Written problem - Leave out the pictures, then reproduce the rest of the material exactly.

Raw records -
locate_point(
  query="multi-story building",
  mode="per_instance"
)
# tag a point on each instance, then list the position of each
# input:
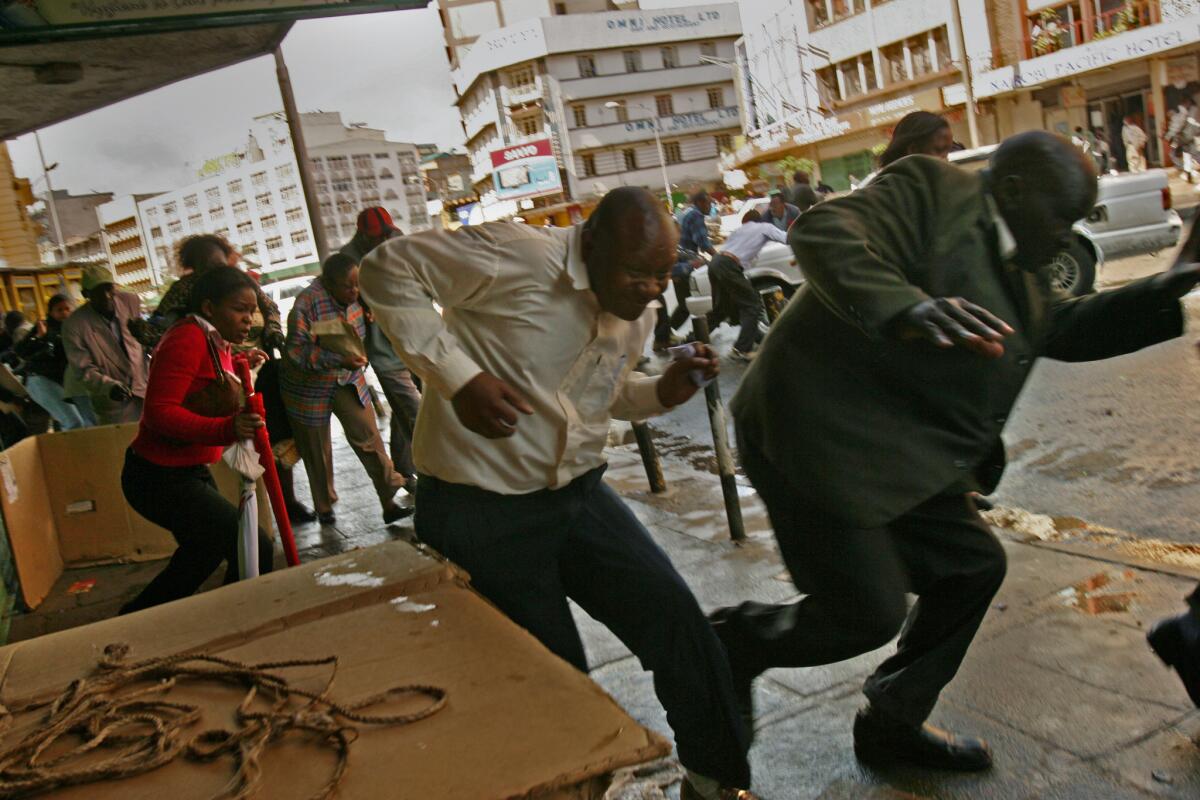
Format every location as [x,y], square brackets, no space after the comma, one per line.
[1090,64]
[253,197]
[355,167]
[18,233]
[622,96]
[125,244]
[77,238]
[827,79]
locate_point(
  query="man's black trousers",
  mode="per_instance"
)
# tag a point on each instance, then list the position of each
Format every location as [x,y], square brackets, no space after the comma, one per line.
[856,581]
[529,553]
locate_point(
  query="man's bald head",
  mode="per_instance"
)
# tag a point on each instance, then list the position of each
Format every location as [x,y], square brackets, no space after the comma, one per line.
[629,247]
[1042,185]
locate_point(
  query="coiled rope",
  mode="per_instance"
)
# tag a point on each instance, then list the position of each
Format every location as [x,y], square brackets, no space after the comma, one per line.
[123,711]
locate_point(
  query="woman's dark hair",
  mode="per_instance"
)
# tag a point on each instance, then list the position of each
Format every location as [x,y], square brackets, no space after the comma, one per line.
[216,284]
[337,266]
[198,252]
[912,133]
[55,301]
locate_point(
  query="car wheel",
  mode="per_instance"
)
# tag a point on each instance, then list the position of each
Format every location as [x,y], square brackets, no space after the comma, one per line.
[1073,270]
[774,295]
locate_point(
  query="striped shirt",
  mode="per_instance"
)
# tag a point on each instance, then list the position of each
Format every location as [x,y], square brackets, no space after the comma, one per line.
[311,374]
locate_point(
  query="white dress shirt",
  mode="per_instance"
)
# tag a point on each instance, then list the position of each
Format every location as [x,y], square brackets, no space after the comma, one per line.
[748,241]
[516,304]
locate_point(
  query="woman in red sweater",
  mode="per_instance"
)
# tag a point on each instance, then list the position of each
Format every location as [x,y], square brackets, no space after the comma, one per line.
[192,411]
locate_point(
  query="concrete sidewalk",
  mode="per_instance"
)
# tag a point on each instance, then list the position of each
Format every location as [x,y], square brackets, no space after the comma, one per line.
[1060,679]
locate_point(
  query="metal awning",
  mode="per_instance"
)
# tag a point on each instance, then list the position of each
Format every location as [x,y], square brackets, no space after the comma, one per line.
[52,72]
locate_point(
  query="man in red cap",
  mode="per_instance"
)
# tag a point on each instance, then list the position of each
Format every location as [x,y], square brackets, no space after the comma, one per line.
[375,228]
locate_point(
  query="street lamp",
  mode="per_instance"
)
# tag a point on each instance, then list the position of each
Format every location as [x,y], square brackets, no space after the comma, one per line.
[658,143]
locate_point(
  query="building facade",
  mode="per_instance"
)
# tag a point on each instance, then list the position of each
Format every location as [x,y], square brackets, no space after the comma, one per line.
[622,96]
[253,198]
[827,79]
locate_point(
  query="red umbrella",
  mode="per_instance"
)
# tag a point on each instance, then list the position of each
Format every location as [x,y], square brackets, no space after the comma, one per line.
[267,458]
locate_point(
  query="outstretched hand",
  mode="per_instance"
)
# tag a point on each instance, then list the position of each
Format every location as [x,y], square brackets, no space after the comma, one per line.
[954,322]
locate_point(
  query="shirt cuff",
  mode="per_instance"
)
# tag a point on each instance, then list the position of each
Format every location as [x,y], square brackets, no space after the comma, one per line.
[453,373]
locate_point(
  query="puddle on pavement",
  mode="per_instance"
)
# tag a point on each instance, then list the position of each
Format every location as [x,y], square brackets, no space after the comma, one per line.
[1104,593]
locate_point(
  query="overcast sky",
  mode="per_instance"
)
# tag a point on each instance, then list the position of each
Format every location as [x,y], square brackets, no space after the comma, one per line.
[388,70]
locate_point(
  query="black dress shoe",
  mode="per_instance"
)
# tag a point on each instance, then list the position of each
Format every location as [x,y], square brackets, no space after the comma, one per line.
[1177,643]
[299,515]
[881,740]
[688,792]
[395,512]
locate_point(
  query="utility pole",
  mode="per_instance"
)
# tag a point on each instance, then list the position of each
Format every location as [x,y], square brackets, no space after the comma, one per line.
[49,200]
[301,151]
[965,68]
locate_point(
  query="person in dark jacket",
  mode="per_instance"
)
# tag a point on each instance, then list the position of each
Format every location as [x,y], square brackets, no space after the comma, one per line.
[876,404]
[46,365]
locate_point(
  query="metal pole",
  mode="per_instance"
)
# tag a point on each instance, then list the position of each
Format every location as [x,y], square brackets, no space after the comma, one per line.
[301,151]
[49,200]
[965,68]
[649,458]
[721,444]
[663,163]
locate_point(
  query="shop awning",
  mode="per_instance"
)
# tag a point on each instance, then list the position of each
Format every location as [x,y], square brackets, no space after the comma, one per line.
[57,64]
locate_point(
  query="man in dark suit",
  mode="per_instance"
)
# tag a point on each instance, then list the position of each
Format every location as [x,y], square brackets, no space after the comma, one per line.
[876,407]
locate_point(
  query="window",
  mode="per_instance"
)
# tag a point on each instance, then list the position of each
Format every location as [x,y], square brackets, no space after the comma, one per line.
[521,77]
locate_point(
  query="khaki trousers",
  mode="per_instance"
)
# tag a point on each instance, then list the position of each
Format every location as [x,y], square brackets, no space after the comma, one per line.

Expected output -
locate_point(
  query="multi-story building",
  mode="per_instance"
)
# tag a point on each instance, then list the position of each
# input:
Format every location as [x,y], square brackets, no space after the comma, one per line.
[1090,64]
[253,197]
[355,167]
[18,233]
[622,96]
[125,244]
[77,238]
[827,79]
locate_point(
  query="man's black trousers",
  mode="per_instance"
)
# tag a point on each instance, then list the position of each
Format every location as [x,y], square brackets, no space after the comma, one per line.
[856,581]
[529,553]
locate_point(
  query="man's bald head",
  mode="per_instance"
)
# tag a point on each instance, then list the position of each
Format every location as [x,y], square brackets, no space after the comma, one per line.
[629,247]
[1042,185]
locate_point(
  query="coiled rope",
  mode="per_instance"
)
# tag a point on each instance, then list the position of each
Format every location as [x,y], square brackets, no space after the comma, one per line.
[123,711]
locate_point(
  query="woman's dark hair",
  mode="per_instance"
)
# tag a point on each instance, then list the position of each
Format every location as [x,y], square brackets, no space after the comma, one per line.
[216,284]
[337,266]
[198,252]
[912,133]
[55,301]
locate_point(
  query="car wheel",
  mode="per_instance"
)
# tag a point on each instance, then list the position of each
Format every location as [x,y], square brackets, no space after the comma, one per line.
[1073,270]
[774,295]
locate_point(
  query="striped shirt",
  mode="per_instance"
)
# tag a point on each instance, then list the position of each
Format every location as [x,y], square brackets, no space after the comma, one per line.
[311,374]
locate_point(
  query="white dress shirt",
  mode="per_instance"
)
# tag a point on each instance, then list the position of each
Format every location as [x,y], square brackets, no space after the comma, one per line.
[748,241]
[516,304]
locate_point(
  query="woman in red sweater",
  mode="per_instance"
)
# tag a point on each instance, then list the position of each
Format every location as [x,y], square brackets, no space after the comma, one per line.
[192,411]
locate_point(
  query="concrete sidewalk",
  mode="per_instance"
)
# tag a point on each instance, then list the position of each
Format every location as [x,y], square brackets, no space after the comma, one per line.
[1060,679]
locate_point(
  query="metal awning",
  mode="per_instance"
)
# tag a point on each instance, then list the position of each
Format every location as [x,y], square brackets, no space after the comma, one per line.
[52,72]
locate_point(
  query="man in red cap",
  mode="per_instance"
)
# tag a point on each instance, then list the position of each
Format every location as [x,y], square brackets, no space after the comma, one per line.
[375,228]
locate_point(
  query="street lamp",
  mode="per_instance"
)
# tag a point on each instance, then list the position of each
Format every location as [x,y], square brackets, no space after the comma, one per line.
[658,143]
locate_point(
  query="building facade",
  mode="per_instance"
)
# tag a point on each instance, then list the position of each
Format every location as [x,y], square brackets, no space after the comma, one per line.
[622,96]
[253,198]
[827,79]
locate_point(
  query="red umbrella",
  mode="per_instance"
)
# tag a point on each instance, then list the position of each
Format every location as [x,y], square brackets, no space after the comma, one per line.
[267,458]
locate_point(
  query="outstretched hand",
  mode="per_instance"
)
# tag a point on each instance, then list the position of each
Format every location as [x,y], square brackets, no space after the comma, one per line.
[954,322]
locate_point(
  query="shirt cuff",
  mode="per_instance"
)
# tag a point on each instance, then list the position of each
Format every location as [x,y], square brackets, no space after the comma, one per line.
[453,373]
locate_point(
  query="puddle on pavement",
  mode="per_instance"
)
# tag a point on each instance, then list the position of each
Format every location as [x,y], square brackets, no space after the comma, one per line.
[1104,593]
locate_point(
  query="overcast sky",
  mode="per_instance"
)
# tag a point on each instance, then list the position of each
Format every location as [x,y], square brackets, no space after the comma, one per line.
[388,70]
locate_point(
  query="black dress shoe",
  mode="per_instance"
)
# tag a point on each instance, then list the position of each
Format every location as [x,y], square brackets, no space after the comma, one per line.
[1177,643]
[299,515]
[881,740]
[688,792]
[395,512]
locate_point(
  query="utility pole",
  mode="per_instance"
)
# tag a point on each instance, then list the position of each
Format every location as [x,y], square brackets, no space after the comma, one per line.
[49,200]
[301,151]
[965,68]
locate_point(
  query="person in dark jacket",
  mode="per_instance"
)
# tag a point on each instance, then list the position of each
Format every location as [x,y], square brackets, no space after the comma, one per line.
[876,404]
[46,365]
locate_point(
  query="metal pole",
  mode="per_instance"
)
# tag a point on each instance, then list the position of each
Format every location as [x,y], square brackets, no space after the comma, one per line.
[301,151]
[49,200]
[965,68]
[649,458]
[721,444]
[663,163]
locate_point(
  query="shop awning",
  mode="per_instance"
)
# tag a point on each instance, then list the position of each
Format every location as [x,y], square brackets, no space after the comma, one per line.
[57,64]
locate_point(
  query="man in dark suit",
  mode="per_instance"
)
# tag a point on each instance, then list the position of each
Format every location as [x,y], square brackets, no space after the comma, one per line.
[876,407]
locate_point(
  query="window",
  mode="per_instance"
)
# tag a point on each instance, then list the position of each
Format every location as [x,y], square brackets, no space after the comma, one per line.
[521,77]
locate_point(
  query="khaki trousers",
  mode="per_instance"
)
# tag a point on each instance, then list the position of each
Format every location as [x,y], square brackets, no space after the comma, one per line.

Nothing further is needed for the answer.